---- Passage to read

How to Clean and Care for a Dog's Incision

By Jo Chester

Many dogs will have surgery at one time in their lives, usually when they are spayed or neutered. Dog owners may be asked to perform routine post-operative care of surgical incisions at home. These incisions require careful handling to prevent infection. Most veterinarians will provide care instructions when the dog is discharged. Contact your vet immediately if the wound starts to smell bad or if you see a discharge.

Frequently Inspect the Incision

A surgical incision typically is covered with a bandage to keep it clean. Some surgical sites, such as the head, neck or upper body, are either difficult to bandage or respond poorly if they are bandaged. These sites typically are left uncovered. If a wound is left unbandaged, it should be inspected frequently to ensure that no dirt, hair or other debris has entered the incision. A healthy incision should have clean, pink edges that have been drawn together by the sutures. Although a wound less than 48 hours old may be a darker, reddish-pink, it should never appear bright red or irritated. Bruising surrounding the incision is normal after the first couple of days. A small amount of blood seepage is normal for the first day after surgery, but is a cause for concern after that period.

Cleaning the Incision

Surgical incisions must remain clean and dry to heal properly. If your dog has a bandaged wound, the bandage should keep it from being contaminated. If an uncovered wound becomes dirty, clean it with a saline solution -- although tap water will do in a pinch. Lavage, the process of using a bulb syringe to apply large amounts of water over a wound, is a gentle and low-pressure manner of cleaning an incision. A Waterpik or similar device produces a higher pressure stream of water that may be more effective in delivering water to clean an incision. Your veterinarian can advise you of when lavage is needed or how to perform it. You should not bathe your dog until his incision heals. Do not apply any alcohol, hydrogen peroxide, creams or ointments to the wound unless directed by your vet.

Prevent Licking and Chewing

Sutures or skin can get torn any time your dog licks or chews at his incision. Licking and chewing can soil or damage a bandage. It is possible that such activities will introduce bacteria to the wound. Using an Elizabethan collar, also known as “the cone” or the “e-collar” can prevent your dog from licking his incision. Alternatives to the Elizabethan collar, such as a stiff, plastic neck brace or a soft e-collar substitute, also can be used. Some dogs can be prevented from licking their incisions by applying bitter liquids to bandages or by covering a surgical site with clothing.

Prevent Energetic Exercise

Crate rest is best for the first few days after surgery. If he cannot be confined, do not allow him to jump on or off furniture or to run in the yard. Any strenuous activity can pull stitches and cause him pain. Short walks, on leash and at a slow pace are acceptable activity for most dogs, unless your vet says otherwise.

--------

» **What you will do**: In the article on caring for a dog's incision, for how long after surgery is a small amount of blood seepage considered normal?

---- Data excerpts

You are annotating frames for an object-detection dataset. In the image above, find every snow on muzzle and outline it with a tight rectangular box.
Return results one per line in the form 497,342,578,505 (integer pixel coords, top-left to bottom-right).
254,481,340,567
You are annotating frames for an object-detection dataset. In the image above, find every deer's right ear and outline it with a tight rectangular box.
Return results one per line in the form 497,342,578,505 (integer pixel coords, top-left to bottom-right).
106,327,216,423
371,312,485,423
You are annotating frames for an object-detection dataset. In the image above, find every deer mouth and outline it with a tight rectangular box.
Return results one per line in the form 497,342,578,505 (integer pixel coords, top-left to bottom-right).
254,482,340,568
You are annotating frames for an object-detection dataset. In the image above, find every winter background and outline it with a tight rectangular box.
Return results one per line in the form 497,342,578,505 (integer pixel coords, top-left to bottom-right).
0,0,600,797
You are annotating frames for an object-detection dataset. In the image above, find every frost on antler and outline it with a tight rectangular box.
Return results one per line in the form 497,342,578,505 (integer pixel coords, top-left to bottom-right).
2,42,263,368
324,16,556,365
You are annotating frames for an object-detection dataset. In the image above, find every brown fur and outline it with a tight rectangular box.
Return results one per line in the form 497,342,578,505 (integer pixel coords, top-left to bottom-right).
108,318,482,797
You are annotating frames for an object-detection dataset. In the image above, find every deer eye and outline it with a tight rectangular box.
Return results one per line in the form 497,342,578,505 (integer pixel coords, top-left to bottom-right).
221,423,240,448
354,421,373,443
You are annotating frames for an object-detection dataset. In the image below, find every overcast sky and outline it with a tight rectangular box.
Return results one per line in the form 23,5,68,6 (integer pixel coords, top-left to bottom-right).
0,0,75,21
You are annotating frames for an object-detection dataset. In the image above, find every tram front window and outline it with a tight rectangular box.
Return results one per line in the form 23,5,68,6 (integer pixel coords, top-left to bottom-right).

--------

» **Result below**: For the first day after surgery.